> EXERCISE GOAL: The records below are to be repeated exactly, minus any pictures.

[Stored entries]
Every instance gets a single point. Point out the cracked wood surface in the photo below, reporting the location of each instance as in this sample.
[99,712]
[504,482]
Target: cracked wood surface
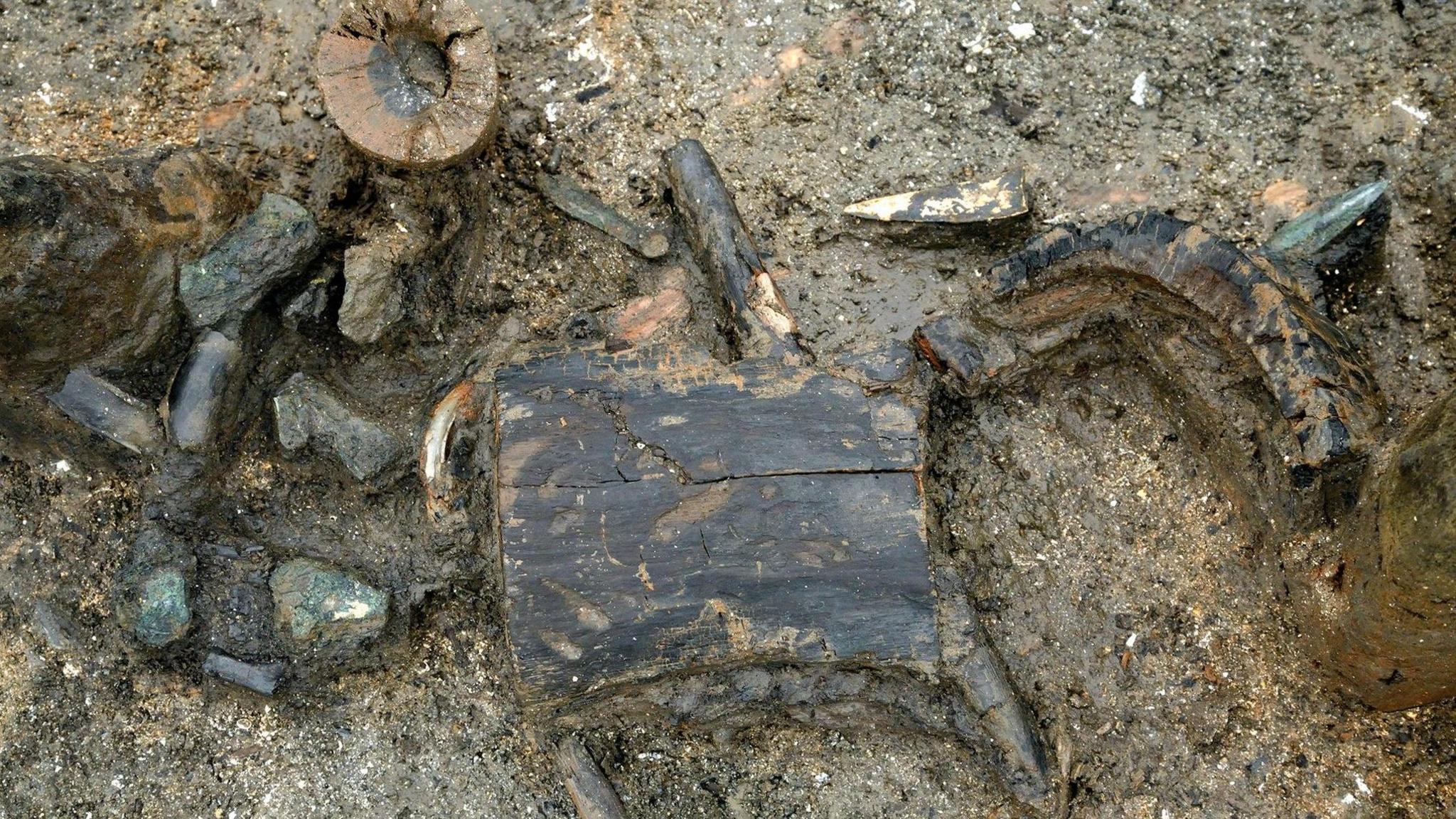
[661,510]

> RESULT OF THIS EXERCISE:
Every instance gets a single point. Point out the cracked wood surface in the photo below, reporting the location of each instance as in this sample.
[99,712]
[504,482]
Target: cracked wood surface
[661,510]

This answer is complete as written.